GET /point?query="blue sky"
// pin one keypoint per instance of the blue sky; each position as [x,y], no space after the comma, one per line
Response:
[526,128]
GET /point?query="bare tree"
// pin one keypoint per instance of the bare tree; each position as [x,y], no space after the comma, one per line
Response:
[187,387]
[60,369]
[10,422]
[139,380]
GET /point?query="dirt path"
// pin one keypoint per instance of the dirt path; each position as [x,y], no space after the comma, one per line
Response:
==
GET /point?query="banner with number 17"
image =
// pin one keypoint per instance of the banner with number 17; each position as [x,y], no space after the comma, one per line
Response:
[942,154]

▶ **EXERCISE**: Please count the lines in the listing above that contain the string "dirt", treating uppercase and lowercase as different. Reply with only the number.

▶ **WRITTEN SOLUTION**: 2